#### [Problems and tasks]
**a.** Answer these questions from the article on flat panel radiators:
(i) Which color of flat panel radiator is called a popular option?
(ii) What did a customer ask the writer the other day?
(iii) What kind of radiators are architects looking for?
**b.** Carry on the article on flat panel radiators from the point where it stops.

#### [Page text]
Differences between flat panel radiators

There are a wealth of minimalistic flat panel radiators on the market, available at a wide range of prices, but how can you tell which offer good value for money?
Aug. 31, 2012 - PRLog -- Flat panel radiators in white are a popular option as they provide a simple inoffensive design that sits close to the wall.  This type of radiator provides a discreet “designer” option as an alternative to a bolder “feature radiator”.

A customer asked me the other day, “What’s the difference between these flat panel radiators as one is much more expensive than the other?”  So I answered the question, justifying the price difference and realised that this is a common enquiry and something worth addressing properly.

“Designer radiators” are becoming increasingly the norm in homes with a high quality finish and consumers often demand more than the “bog-standard” pressed steel, corrugated panel radiators that we are used to seeing in so many British homes.  As a consequence, the market for more stylish heating products has grown rapidly to include a wealth of flat fronted radiators but with significant variations in quality and price.  Architects, especially, are looking for radiators that optimise the space they are developing, so want high quality, slimline minimalist radiators, which take up as little living space as possible but provide a great heat output.

#### [Listing]
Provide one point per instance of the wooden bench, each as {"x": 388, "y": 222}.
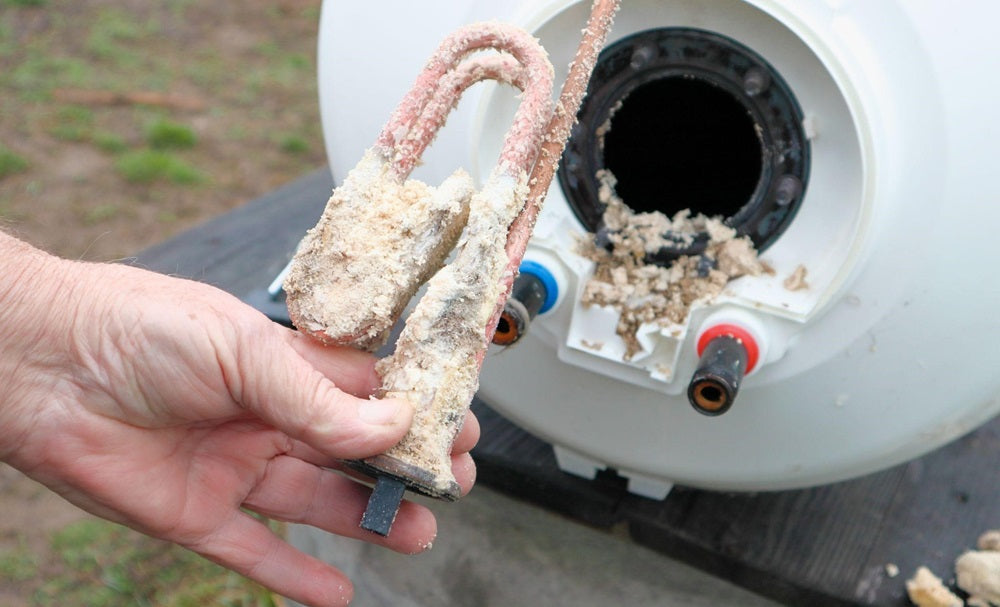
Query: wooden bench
{"x": 829, "y": 545}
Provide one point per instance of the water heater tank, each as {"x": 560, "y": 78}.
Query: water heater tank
{"x": 853, "y": 141}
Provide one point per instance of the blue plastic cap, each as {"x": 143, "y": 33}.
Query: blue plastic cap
{"x": 548, "y": 281}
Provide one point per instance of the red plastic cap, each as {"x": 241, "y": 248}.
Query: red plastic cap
{"x": 738, "y": 333}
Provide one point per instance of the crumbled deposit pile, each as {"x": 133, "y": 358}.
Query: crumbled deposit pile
{"x": 644, "y": 292}
{"x": 977, "y": 572}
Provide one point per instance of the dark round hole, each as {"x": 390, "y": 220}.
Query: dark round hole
{"x": 688, "y": 119}
{"x": 711, "y": 394}
{"x": 679, "y": 143}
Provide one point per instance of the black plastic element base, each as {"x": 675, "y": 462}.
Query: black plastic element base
{"x": 689, "y": 119}
{"x": 415, "y": 479}
{"x": 716, "y": 381}
{"x": 383, "y": 505}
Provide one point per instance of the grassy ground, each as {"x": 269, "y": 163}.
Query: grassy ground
{"x": 125, "y": 121}
{"x": 121, "y": 123}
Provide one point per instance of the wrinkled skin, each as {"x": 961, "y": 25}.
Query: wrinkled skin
{"x": 168, "y": 406}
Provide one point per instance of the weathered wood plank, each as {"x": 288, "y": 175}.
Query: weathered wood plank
{"x": 822, "y": 546}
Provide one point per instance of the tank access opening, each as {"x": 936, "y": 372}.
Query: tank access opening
{"x": 689, "y": 119}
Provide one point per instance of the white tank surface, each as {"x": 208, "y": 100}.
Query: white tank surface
{"x": 853, "y": 141}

#### [Written responses]
**a.**
(i) White.
(ii) The customer asked what the difference was between two flat panel radiators, since one was much more expensive than the other.
(iii) High-quality, slimline minimalist radiators that take up as little living space as possible but give a great heat output.

**b.**
However, although price is often an issue, opting for the “cheapest” option in heating is rarely a worthwhile investment in the long term and customers find that they get what they pay for.

So how do flat panel radiators vary?  What differences should you be looking out for?  

Below we have detailed the various points to consider when purchasing flat-fronted or flat panel radiators.  

•   Guarantee period: A relatively short guarantee period may indicate lesser quality welding or thin steel.  You should be looking for a radiator with a minimum guarantee period of 5 years.
•   Independent testing: Are the radiators tested to EN442, the official European Standard?  This certificate guarantees that a radiator meets the minimum standards on various aspects including heat output, product labelling and safety.  
•   Heat output confirmation: Has an independent laboratory tested the heat output of the radiator? A BSRIA (Building Services Research and Information Association) certificate or similar will confirm that the heat output stated has been confirmed by an independent expert.  
•   Awards and accreditations: Independent recognition helps to ensure that the radiator is of a good quality design.  Look for signs that recognise the quality of the radiators and materials used such as the “RAL Steel Radiator Quality Mark”.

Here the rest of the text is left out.